> [TÂCHES DEMANDÉES]:
a) Indiquez si chacune des affirmations suivantes concorde avec l'extrait sur le film de Jihane El Bahhar, en répondant par oui ou par non et en citant mot pour mot le passage décisif : (i) le film a été tourné à 80 kilomètres d'Azrou ; (ii) la production du film a duré six mois ; (iii) le tournage a eu lieu dans des décors citadins.
b) D'après l'extrait sur le film de Jihane El Bahhar, qu'est-ce qui a motivé le choix du titre du film ?
c) Poursuivez l'extrait sur le film de Jihane El Bahhar à partir de sa dernière phrase.

==== EXTRAIT DE PAGE ====

Le chaud et le froid
Dans le casting du film, Jihane El Bahhar a préféré miser sur la sécurité, en choisissant des acteurs d’expérience et de renommée, en particulier en comédie. On y a retrouvé les caricatures habituelles interprétées par Majdouline Idrissi, Aziz Dadas, Malek Akhmiss et Fadwa Taleb. Le talent certain de ces comédiens ne se sera pas épanoui plus que d’habitude. Tant que le public en rit…
Le film a été tourné à 80 kilomètres de la ville d’Azrou, dans des conditions difficiles et un climat assez proche de celui relaté dans le scénario. Deux mois ont été nécessaires à la production de ce premier long métrage, selon Jihane El Bahhar. L’absence d’infrastructures essentielles est d’ailleurs à l’origine du choix du titre du film. De façon sarcastique, cela s’entend, est merveilleux ce pays aux mille disparités et contradictions sociales et économiques. Le tournage met en valeur un paysage aride, mais puissant et imposant, loin des décors citadins habituels.

==== DONNÉES FOURNIES ====

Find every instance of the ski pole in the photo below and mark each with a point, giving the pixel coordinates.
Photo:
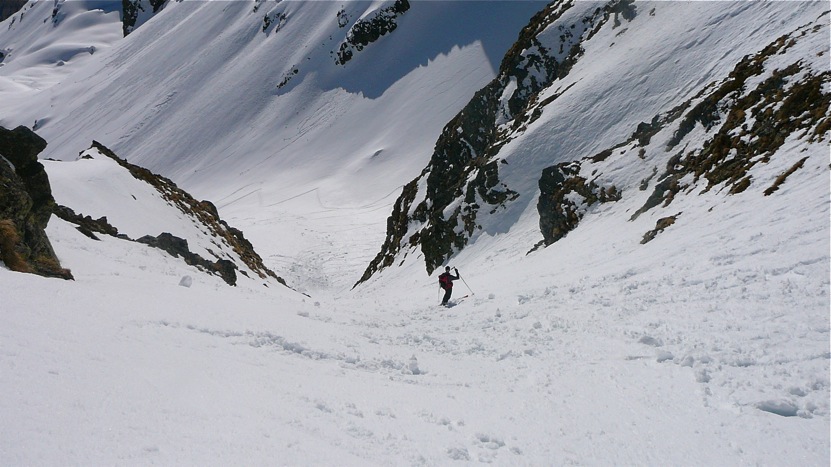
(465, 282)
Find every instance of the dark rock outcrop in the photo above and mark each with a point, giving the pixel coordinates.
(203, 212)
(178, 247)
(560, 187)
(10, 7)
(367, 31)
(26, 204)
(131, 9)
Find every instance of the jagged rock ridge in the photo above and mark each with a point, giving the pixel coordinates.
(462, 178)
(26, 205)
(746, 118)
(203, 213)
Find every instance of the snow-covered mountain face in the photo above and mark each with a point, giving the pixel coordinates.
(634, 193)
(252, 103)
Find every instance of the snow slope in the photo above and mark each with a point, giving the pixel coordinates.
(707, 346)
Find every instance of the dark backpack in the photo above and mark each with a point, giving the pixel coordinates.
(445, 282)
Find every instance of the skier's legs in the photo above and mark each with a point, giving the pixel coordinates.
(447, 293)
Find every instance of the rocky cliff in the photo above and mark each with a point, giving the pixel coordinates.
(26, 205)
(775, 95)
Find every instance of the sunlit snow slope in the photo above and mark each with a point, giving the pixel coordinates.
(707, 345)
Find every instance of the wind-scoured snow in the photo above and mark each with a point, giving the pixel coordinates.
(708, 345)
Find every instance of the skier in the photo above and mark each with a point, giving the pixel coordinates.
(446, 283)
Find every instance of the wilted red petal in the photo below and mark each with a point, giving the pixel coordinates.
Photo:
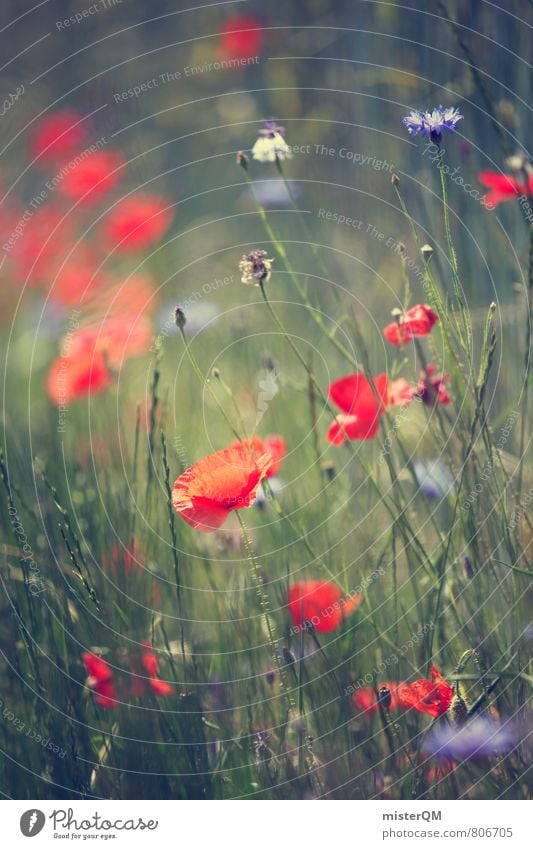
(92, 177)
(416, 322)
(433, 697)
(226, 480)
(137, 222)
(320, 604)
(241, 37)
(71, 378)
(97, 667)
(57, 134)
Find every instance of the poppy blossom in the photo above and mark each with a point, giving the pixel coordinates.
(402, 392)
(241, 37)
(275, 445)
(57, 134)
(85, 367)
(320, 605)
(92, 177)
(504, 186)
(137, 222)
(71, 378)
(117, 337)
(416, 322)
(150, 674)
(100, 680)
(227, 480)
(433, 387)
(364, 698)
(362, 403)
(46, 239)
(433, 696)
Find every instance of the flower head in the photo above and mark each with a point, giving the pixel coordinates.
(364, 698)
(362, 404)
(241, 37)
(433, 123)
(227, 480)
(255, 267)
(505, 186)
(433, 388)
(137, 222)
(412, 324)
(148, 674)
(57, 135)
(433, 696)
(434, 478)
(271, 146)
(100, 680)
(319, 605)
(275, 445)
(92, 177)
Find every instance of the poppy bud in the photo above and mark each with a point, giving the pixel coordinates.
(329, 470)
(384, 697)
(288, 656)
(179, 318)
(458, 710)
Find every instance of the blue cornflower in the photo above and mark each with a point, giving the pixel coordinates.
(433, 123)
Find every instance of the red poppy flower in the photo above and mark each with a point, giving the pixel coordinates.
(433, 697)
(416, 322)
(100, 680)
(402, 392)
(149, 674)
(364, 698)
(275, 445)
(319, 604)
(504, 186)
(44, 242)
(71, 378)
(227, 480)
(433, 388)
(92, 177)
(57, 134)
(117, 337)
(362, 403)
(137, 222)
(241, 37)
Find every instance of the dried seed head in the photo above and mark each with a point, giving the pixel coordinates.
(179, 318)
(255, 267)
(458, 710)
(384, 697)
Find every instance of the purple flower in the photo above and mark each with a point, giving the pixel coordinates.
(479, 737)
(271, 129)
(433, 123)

====

> [RÉPONSES CI-DESSOUS]:
a)
(i) Oui : « Le film a été tourné à 80 kilomètres de la ville d’Azrou ».
(ii) Non : « Deux mois ont été nécessaires à la production de ce premier long métrage ».
(iii) Non : « loin des décors citadins habituels ».

b) L'absence d'infrastructures essentielles.

c)
En résumé, le film a essayé d’attirer l’attention sur la souffrance des habitants des régions enclavées d’un Maroc profond ignoré, tout en adoptant une approche comique pour ne pas verser dans le pathos. Verdict ? Mis à part quelques blagues faciles ou forcées, le film se laisse voir de façon fluide et ne déçoit pas par un revirement inattendu, qui pour le coup serait incontrôlable pour la jeune réalisatrice.